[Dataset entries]
══════════
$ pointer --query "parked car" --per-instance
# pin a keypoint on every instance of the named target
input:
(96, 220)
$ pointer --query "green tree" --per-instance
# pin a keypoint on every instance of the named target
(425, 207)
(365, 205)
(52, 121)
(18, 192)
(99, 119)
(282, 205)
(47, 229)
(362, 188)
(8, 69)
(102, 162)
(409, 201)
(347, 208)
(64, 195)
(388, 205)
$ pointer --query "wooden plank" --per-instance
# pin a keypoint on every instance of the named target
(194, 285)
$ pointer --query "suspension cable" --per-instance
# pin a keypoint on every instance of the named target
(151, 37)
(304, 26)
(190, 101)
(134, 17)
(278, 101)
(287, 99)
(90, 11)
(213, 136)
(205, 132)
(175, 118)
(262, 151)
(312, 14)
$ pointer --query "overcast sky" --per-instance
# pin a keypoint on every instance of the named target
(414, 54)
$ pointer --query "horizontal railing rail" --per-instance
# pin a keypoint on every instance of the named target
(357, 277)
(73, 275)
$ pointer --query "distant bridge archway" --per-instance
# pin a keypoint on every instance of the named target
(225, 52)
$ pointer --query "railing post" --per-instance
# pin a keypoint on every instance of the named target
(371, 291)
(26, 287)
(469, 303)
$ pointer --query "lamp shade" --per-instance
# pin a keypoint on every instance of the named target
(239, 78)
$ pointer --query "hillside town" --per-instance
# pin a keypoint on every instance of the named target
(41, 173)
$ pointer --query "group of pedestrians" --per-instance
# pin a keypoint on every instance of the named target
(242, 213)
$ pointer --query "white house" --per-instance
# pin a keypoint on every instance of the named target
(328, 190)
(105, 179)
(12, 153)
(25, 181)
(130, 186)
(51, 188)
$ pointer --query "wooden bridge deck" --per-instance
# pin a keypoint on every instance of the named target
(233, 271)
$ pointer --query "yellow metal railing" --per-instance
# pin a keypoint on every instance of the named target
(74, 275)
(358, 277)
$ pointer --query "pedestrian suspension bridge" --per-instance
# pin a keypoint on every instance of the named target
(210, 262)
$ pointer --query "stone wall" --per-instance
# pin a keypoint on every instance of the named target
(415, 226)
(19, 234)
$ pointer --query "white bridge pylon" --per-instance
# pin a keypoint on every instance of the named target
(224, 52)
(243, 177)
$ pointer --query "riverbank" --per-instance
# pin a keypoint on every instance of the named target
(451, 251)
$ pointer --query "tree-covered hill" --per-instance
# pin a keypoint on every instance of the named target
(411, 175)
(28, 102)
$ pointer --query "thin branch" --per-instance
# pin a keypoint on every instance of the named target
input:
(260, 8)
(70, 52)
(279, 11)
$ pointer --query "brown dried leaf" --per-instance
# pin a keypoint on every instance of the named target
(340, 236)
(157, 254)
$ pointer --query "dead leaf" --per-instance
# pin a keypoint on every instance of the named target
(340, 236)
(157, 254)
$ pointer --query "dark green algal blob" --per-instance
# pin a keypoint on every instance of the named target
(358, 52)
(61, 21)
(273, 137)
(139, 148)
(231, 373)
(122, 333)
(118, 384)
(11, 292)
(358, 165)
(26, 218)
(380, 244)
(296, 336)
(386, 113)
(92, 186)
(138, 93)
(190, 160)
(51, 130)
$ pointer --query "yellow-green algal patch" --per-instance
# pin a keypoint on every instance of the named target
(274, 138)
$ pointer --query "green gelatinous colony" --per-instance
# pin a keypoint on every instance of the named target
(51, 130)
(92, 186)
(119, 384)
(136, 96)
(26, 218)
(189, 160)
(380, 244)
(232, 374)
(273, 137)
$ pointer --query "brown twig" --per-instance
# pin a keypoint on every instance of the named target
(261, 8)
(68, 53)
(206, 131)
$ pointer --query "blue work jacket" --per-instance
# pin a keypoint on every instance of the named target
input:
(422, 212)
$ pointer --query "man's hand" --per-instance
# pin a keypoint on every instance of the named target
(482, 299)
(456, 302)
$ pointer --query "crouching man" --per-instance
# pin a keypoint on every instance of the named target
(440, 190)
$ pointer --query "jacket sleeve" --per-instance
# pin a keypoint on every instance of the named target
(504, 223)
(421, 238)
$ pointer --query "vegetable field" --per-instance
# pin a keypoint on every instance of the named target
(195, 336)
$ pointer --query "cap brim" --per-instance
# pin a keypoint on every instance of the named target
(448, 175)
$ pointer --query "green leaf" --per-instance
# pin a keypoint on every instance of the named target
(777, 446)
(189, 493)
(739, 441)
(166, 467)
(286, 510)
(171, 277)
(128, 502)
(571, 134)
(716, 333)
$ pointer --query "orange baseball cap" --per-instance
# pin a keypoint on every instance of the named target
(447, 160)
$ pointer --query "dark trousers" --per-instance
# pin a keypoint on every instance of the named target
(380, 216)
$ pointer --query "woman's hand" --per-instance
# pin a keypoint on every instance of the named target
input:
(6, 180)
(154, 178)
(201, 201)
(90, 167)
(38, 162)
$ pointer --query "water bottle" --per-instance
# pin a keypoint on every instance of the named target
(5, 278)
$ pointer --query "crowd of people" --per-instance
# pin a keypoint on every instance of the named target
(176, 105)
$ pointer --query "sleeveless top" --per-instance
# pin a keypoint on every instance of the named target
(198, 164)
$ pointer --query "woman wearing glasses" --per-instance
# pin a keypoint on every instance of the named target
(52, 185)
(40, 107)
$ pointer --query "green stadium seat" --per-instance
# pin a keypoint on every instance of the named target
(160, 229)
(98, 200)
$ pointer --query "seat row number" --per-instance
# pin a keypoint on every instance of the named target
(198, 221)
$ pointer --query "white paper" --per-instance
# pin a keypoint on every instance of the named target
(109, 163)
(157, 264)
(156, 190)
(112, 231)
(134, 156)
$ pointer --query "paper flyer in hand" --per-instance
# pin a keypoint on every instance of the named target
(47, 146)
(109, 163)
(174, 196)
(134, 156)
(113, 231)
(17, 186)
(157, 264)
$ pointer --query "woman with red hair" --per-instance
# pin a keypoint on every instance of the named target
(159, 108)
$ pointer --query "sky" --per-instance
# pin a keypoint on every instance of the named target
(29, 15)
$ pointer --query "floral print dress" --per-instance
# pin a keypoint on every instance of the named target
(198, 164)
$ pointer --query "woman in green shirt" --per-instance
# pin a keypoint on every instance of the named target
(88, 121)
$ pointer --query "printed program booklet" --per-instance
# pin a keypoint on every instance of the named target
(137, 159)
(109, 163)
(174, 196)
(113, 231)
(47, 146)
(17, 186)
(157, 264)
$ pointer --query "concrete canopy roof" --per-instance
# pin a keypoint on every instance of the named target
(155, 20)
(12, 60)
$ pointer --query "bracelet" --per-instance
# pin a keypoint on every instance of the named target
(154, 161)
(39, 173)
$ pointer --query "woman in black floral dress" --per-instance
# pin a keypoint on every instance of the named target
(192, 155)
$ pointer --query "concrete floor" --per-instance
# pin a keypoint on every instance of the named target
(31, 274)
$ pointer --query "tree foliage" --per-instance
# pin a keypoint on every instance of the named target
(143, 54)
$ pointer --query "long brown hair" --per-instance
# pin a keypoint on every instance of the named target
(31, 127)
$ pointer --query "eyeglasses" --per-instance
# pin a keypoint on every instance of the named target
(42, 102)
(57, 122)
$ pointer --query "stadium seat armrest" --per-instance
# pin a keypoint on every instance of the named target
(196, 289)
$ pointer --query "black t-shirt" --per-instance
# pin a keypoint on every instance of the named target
══════════
What the task asks
Every piece of the data must be set down exactly. Omit nothing.

Task result
$ pointer --query "parked car" --per-instance
# pin a keypoint on every instance of the named target
input:
(96, 220)
$ pointer --query "green tree" --per-instance
# pin a keypoint on every instance of the named target
(425, 207)
(365, 205)
(52, 121)
(18, 192)
(99, 119)
(282, 205)
(47, 229)
(362, 188)
(8, 69)
(102, 162)
(409, 201)
(347, 208)
(64, 195)
(388, 205)
$ pointer --query "wooden plank" --per-instance
# pin a keypoint on every instance of the named target
(194, 285)
$ pointer --query "suspension cable" --per-instance
# pin a keypoint on every instance of the named target
(151, 37)
(304, 26)
(190, 101)
(134, 17)
(278, 101)
(287, 99)
(90, 11)
(213, 136)
(205, 132)
(175, 118)
(262, 151)
(312, 14)
$ pointer --query "overcast sky" --per-instance
# pin a keypoint on every instance of the named target
(414, 54)
$ pointer --query "horizontal railing rail" --per-instance
# pin a keypoint on every instance of the named target
(357, 277)
(73, 275)
$ pointer --query "distant bridge archway" --per-instance
# pin a keypoint on every instance of the named target
(225, 52)
$ pointer --query "railing post" --per-instance
# pin a keypoint on every instance of the named target
(371, 291)
(26, 287)
(469, 303)
$ pointer --query "lamp shade" --per-instance
# pin a keypoint on every instance of the named target
(239, 78)
$ pointer --query "hillside town" --per-instance
# pin a keypoint on every instance of the named target
(41, 173)
$ pointer --query "group of pedestrians" --per-instance
# pin a keypoint on every instance of the named target
(242, 213)
$ pointer --query "white house" --per-instance
# pin a keypoint on every instance of the named target
(328, 190)
(105, 179)
(12, 153)
(25, 181)
(130, 186)
(51, 188)
$ pointer --query "wooden bridge deck" --per-instance
# pin a keypoint on every instance of the named target
(233, 271)
$ pointer --query "yellow metal railing" --per-instance
# pin a keypoint on every instance of the named target
(74, 275)
(358, 277)
$ pointer --query "pedestrian suspension bridge" --per-instance
# pin a keypoint on every instance of the named target
(210, 262)
$ pointer --query "stone wall" --per-instance
# pin a keypoint on every instance of the named target
(415, 226)
(19, 234)
$ pointer --query "white bridge pylon" --per-instance
# pin a keypoint on every instance of the named target
(224, 52)
(243, 177)
$ pointer --query "riverbank" --per-instance
# pin a keypoint on every instance of the named target
(451, 251)
$ pointer --query "tree-covered hill" --per-instance
# pin a keypoint on every instance of the named target
(411, 175)
(28, 102)
$ pointer --query "thin branch" --per-instance
# pin a keypoint on every instance of the named target
input:
(260, 8)
(70, 52)
(279, 11)
$ pointer --query "brown dried leaf" --per-instance
# pin a keypoint on every instance of the named target
(340, 236)
(157, 254)
$ pointer --query "dead leaf" --per-instance
# pin a keypoint on every instance of the named target
(340, 236)
(157, 254)
$ pointer --query "dark green algal blob" --per-instance
# pin a keypoint on every instance of the named target
(358, 52)
(61, 21)
(273, 137)
(139, 148)
(231, 373)
(122, 333)
(118, 384)
(11, 292)
(358, 165)
(26, 218)
(380, 244)
(296, 336)
(386, 113)
(92, 186)
(138, 93)
(190, 160)
(51, 130)
$ pointer --query "yellow-green algal patch" --per-instance
# pin a keypoint on every instance of the named target
(274, 138)
$ pointer --query "green gelatinous colony" --per-instance
# pin a keypoint on every instance of the named target
(51, 130)
(92, 186)
(119, 384)
(136, 96)
(26, 218)
(189, 160)
(380, 244)
(232, 374)
(273, 137)
$ pointer --query "brown twig" --per-instance
# pin a keypoint on every instance of the named target
(261, 8)
(68, 53)
(206, 131)
$ pointer --query "blue work jacket" --per-instance
# pin a keypoint on every instance of the named target
input:
(422, 212)
$ pointer --query "man's hand" --per-instance
# pin a keypoint on every instance of the named target
(482, 299)
(456, 302)
$ pointer --query "crouching man" --per-instance
# pin a keypoint on every instance of the named target
(440, 190)
$ pointer --query "jacket sleeve" --per-instance
# pin a keypoint on every instance of the named target
(504, 223)
(421, 238)
$ pointer --query "vegetable field" --per-instance
# pin a keypoint on every instance of the named target
(195, 336)
$ pointer --query "cap brim" --per-instance
# pin a keypoint on every instance of the named target
(448, 175)
$ pointer --query "green leaf" --per-instance
# pin a keypoint on every instance of the named target
(777, 446)
(189, 493)
(739, 441)
(166, 467)
(286, 510)
(171, 277)
(128, 502)
(571, 134)
(716, 333)
$ pointer --query "orange baseball cap" --per-instance
# pin a keypoint on every instance of the named target
(447, 160)
$ pointer --query "dark trousers" --per-instance
# pin a keypoint on every instance of the named target
(380, 216)
$ pointer --query "woman's hand" --per-instance
# pin a keypoint on every instance of the named target
input:
(6, 180)
(154, 178)
(201, 201)
(90, 167)
(38, 162)
$ pointer --query "water bottle" --per-instance
# pin a keypoint on every instance of the named target
(5, 278)
$ pointer --query "crowd of people" --per-instance
# pin a keypoint on every instance of the named target
(176, 105)
$ pointer --query "sleeveless top" --per-instance
# pin a keypoint on every instance of the named target
(198, 164)
$ pointer --query "woman wearing glasses" --per-instance
# pin a keypoint on every instance of the named target
(52, 185)
(40, 107)
$ pointer --query "green stadium seat" --per-instance
# pin a keypoint on every instance of the named target
(160, 229)
(98, 200)
$ pointer --query "seat row number" --per-instance
# pin a keypoint on every instance of the named target
(198, 221)
$ pointer --query "white paper" --per-instance
# pin a keypoint on every instance of the named target
(109, 163)
(157, 264)
(156, 190)
(112, 231)
(134, 156)
$ pointer --query "paper flyer in hand" --per-instance
# pin a keypoint on every instance of the named target
(47, 146)
(109, 163)
(174, 196)
(134, 156)
(113, 231)
(17, 186)
(157, 264)
$ pointer --query "woman with red hair" --per-instance
# pin a keypoint on every instance of the named target
(159, 108)
$ pointer --query "sky" --per-instance
# pin a keypoint on every instance of the named target
(29, 15)
$ pointer --query "floral print dress" --per-instance
# pin a keypoint on every instance of the named target
(198, 164)
$ pointer --query "woman in green shirt" --per-instance
# pin a keypoint on every instance of the named target
(88, 121)
$ pointer --query "printed program booklet" --per-instance
# pin a keypoint on every instance of the named target
(137, 159)
(109, 163)
(174, 196)
(113, 231)
(47, 146)
(17, 186)
(157, 264)
$ pointer --query "concrete canopy roof" --per-instance
# pin a keypoint on every instance of the named target
(155, 20)
(12, 60)
$ pointer --query "bracelet" --per-instance
# pin a keypoint on every instance of the named target
(154, 161)
(39, 173)
$ pointer --query "woman in black floral dress" --per-instance
# pin a keypoint on every instance of the named target
(192, 155)
$ pointer --query "concrete floor" --per-instance
# pin a keypoint on every instance of the named target
(31, 274)
$ pointer --query "tree foliage" --per-instance
# pin a keypoint on every instance of the named target
(143, 54)
$ pointer --query "long brown hair" --per-instance
# pin a keypoint on every instance of the named target
(31, 127)
$ pointer --query "eyeglasses" --per-instance
# pin a keypoint on every instance of the named target
(42, 102)
(57, 122)
$ pointer --query "stadium seat armrest" --per-instance
# pin a keypoint on every instance of the named target
(196, 289)
$ pointer --query "black t-shirt" --per-instance
# pin a keypoint on every instance of the named target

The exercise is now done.